#### 原文:
HDRIの活用
カットに合わせた臨機応変な調整
具体的な手順は、まず使用するHDRIを選択し、キーライトの方向を回転させて実写プレートに合わせる。基本的にEmit LightはONにする(映り込みとして使う場合はOFFにする)。IBLのライトは、半自動的にHDRIの輝度情報を基にしてライトに変換されるが、その際IBLのUVに沿ったQuality U、Quality Vの値で、HDRIをライトに置き換える精度を調整する。数値を上げれば品質は上がるが時間もかかり、上げすぎてもノイズが出やすくなる。サンプルの規定値は256だが、白組では思いきって規定値より低い数値にしているそうだ。
また、HDRIによってもレンダリング時間は変わるそうで、太陽がひとつの屋外と蛍光灯がたくさんある室内などでは、後者の方が重くなる。杓子定規にマニュアル通りにするのではなく、画のクオリティ基準をチームで共有し、自分たちで検証することも大切だ。カットによってはレンダリングでブラーをかけずにコンポで加えるなど、後工程でのフォローも含めて、常に時間とクオリティのせめぎ合いをしているという。結果、ミギーのレンダリングは標準的なサイズで約1分と時間短縮に成功した。

#### 指示 1:
原文によると、ミギーのレンダリング時間は標準的なサイズで約何分まで短縮されたか。
原文とレコードは互いに無関係である。

#### 提供レコード:
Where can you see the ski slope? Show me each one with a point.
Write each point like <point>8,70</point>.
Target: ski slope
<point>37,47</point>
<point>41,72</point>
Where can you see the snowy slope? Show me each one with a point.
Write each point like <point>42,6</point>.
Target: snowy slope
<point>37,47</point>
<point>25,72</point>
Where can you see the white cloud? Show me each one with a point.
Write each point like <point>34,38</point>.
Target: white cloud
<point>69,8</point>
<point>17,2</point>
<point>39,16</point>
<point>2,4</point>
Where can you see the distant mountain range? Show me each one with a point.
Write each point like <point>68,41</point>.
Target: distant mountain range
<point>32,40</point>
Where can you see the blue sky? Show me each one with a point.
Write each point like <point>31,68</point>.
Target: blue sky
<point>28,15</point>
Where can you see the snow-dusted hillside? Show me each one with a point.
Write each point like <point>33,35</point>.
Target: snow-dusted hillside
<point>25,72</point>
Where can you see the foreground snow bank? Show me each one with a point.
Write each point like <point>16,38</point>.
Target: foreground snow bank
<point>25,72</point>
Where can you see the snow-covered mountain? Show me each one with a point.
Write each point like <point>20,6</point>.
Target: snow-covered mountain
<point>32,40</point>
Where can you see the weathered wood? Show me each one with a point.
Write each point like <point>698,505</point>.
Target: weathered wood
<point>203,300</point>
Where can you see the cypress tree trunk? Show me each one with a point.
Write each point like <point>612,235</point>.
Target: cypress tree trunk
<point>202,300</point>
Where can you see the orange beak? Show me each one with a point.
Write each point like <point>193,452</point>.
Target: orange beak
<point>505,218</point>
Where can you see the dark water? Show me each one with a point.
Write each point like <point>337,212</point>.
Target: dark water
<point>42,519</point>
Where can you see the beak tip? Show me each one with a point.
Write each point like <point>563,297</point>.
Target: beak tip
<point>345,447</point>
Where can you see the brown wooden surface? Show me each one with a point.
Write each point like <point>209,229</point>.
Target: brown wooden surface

#### 指示 2:
「Where can you see the distant」を含む行から「<point>345,447</point>」を含む行まで(両端を含む)のレコードだけを、列名「入力」「出力」の2列CSVに変換せよ。レコード1件を1行とし、各フィールドは改行を空白に置き換えたうえで引用符で囲むこと。

#### 最終回答 1:
約1分。

#### 最終回答 2:
入力,出力
"Where can you see the distant mountain range? Show me each one with a point. Write each point like <point>68,41</point>. Target: distant mountain range","<point>32,40</point>"
"Where can you see the blue sky? Show me each one with a point. Write each point like <point>31,68</point>. Target: blue sky","<point>28,15</point>"
"Where can you see the snow-dusted hillside? Show me each one with a point. Write each point like <point>33,35</point>. Target: snow-dusted hillside","<point>25,72</point>"
"Where can you see the foreground snow bank? Show me each one with a point. Write each point like <point>16,38</point>. Target: foreground snow bank","<point>25,72</point>"
"Where can you see the snow-covered mountain? Show me each one with a point. Write each point like <point>20,6</point>. Target: snow-covered mountain","<point>32,40</point>"
"Where can you see the weathered wood? Show me each one with a point. Write each point like <point>698,505</point>. Target: weathered wood","<point>203,300</point>"
"Where can you see the cypress tree trunk? Show me each one with a point. Write each point like <point>612,235</point>. Target: cypress tree trunk","<point>202,300</point>"
"Where can you see the orange beak? Show me each one with a point. Write each point like <point>193,452</point>. Target: orange beak","<point>505,218</point>"
"Where can you see the dark water? Show me each one with a point. Write each point like <point>337,212</point>. Target: dark water","<point>42,519</point>"
"Where can you see the beak tip? Show me each one with a point. Write each point like <point>563,297</point>. Target: beak tip","<point>345,447</point>"